- AIM: Retype each of the items below word for word, omitting the pictures.

- DATA:
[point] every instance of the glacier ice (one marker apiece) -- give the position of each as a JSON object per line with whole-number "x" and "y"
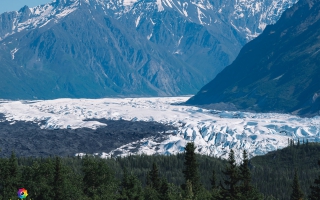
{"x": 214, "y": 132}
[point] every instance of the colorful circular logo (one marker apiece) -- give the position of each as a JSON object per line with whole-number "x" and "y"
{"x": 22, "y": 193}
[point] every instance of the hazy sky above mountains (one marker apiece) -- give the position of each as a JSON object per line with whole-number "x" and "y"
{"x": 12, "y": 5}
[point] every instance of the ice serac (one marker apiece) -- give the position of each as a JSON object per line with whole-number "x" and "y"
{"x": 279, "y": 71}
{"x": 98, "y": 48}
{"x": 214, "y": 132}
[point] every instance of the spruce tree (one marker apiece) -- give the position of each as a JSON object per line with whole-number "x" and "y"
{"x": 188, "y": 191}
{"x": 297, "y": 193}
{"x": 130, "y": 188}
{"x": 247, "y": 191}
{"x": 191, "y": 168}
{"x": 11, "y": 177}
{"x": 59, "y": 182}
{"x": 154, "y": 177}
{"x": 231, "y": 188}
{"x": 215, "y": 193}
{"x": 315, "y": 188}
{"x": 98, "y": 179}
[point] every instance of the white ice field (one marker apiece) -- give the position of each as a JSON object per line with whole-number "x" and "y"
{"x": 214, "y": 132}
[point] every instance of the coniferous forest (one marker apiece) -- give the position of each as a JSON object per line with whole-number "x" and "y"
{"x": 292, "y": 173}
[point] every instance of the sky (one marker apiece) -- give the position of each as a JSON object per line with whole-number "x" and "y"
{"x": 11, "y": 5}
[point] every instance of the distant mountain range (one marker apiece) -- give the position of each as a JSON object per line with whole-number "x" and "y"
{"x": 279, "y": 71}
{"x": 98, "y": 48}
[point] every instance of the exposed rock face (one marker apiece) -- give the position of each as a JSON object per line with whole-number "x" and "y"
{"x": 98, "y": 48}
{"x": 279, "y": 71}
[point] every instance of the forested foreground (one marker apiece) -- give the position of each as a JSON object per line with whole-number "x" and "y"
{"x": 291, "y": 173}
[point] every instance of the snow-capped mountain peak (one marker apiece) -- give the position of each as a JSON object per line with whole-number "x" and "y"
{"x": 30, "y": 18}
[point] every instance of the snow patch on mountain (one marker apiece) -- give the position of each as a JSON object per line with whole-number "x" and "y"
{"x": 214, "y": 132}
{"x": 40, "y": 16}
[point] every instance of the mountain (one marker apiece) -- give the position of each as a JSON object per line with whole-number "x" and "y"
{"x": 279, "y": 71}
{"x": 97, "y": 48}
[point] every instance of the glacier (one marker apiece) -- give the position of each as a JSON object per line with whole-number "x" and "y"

- FINISHED EXERCISE:
[point] every instance of the glacier ice (one marker apiece) -- give the position of each as a JSON object per line with whole-number "x" and "y"
{"x": 214, "y": 132}
[point] every instance of the colorful circular logo (one marker apiece) -- give the position of each as a JSON object per line with whole-number "x" and "y"
{"x": 22, "y": 193}
[point] every instance of the hazy sky above mountains (one marker apiece) -- give the position of each as a JSON object per line with whole-number "x" and "y"
{"x": 12, "y": 5}
[point] every instance of the ice serac (one marker apiece) -- give the position of each as a JSON object per line with whole-number "x" and "y"
{"x": 279, "y": 71}
{"x": 98, "y": 48}
{"x": 214, "y": 132}
[point] every instance of the spruce tree (one marker apiece) -- give the position of each as a JSON object per line with whole-number "x" and "y"
{"x": 188, "y": 191}
{"x": 297, "y": 193}
{"x": 130, "y": 188}
{"x": 247, "y": 191}
{"x": 191, "y": 168}
{"x": 11, "y": 177}
{"x": 59, "y": 182}
{"x": 154, "y": 177}
{"x": 231, "y": 188}
{"x": 215, "y": 193}
{"x": 315, "y": 188}
{"x": 98, "y": 179}
[point] every instance of the white ice field (one marker apiece) -- give the position of each as a JSON object per line with whole-number "x" and "y"
{"x": 214, "y": 132}
[point] every instance of the coniferous forest (one marker apiece) -- give the position of each as a JSON object per line with whole-number "x" and "y"
{"x": 292, "y": 173}
[point] every instance of the sky (one marker apiece) -- give the position of each as a JSON object per line with whole-number "x" and "y"
{"x": 11, "y": 5}
[point] every instance of the distant mountain range (one marker apiece) -- give the position of each as a JSON object per line with whole-number "x" and "y"
{"x": 279, "y": 71}
{"x": 98, "y": 48}
[point] every instance of the exposed rock face (one marker apiece) -- give the position of each as a JSON object per line with whole-number "x" and "y"
{"x": 98, "y": 48}
{"x": 279, "y": 71}
[point] every instance of the forested foreground (one marker apiece) -- give the position of each as a JSON object per line with whole-number "x" and "y"
{"x": 291, "y": 173}
[point] every instance of the snow-capped mountain peak (one marker apiece) -- give the position of each as a JSON object per line with whole-number "x" and "y"
{"x": 30, "y": 18}
[point] every instance of the snow patch on mountain (one marker apiece) -- give the position of each as a JSON object per line with whole-number "x" and "y"
{"x": 214, "y": 132}
{"x": 40, "y": 16}
[point] every instance of the mountain (one marker apiece) -- give the position of each as a JSON object per line with whole-number "x" and "y"
{"x": 279, "y": 71}
{"x": 97, "y": 48}
[point] every instance of the glacier (one marker apiece) -- give the position of each as a JSON object per line with whole-number "x" and "y"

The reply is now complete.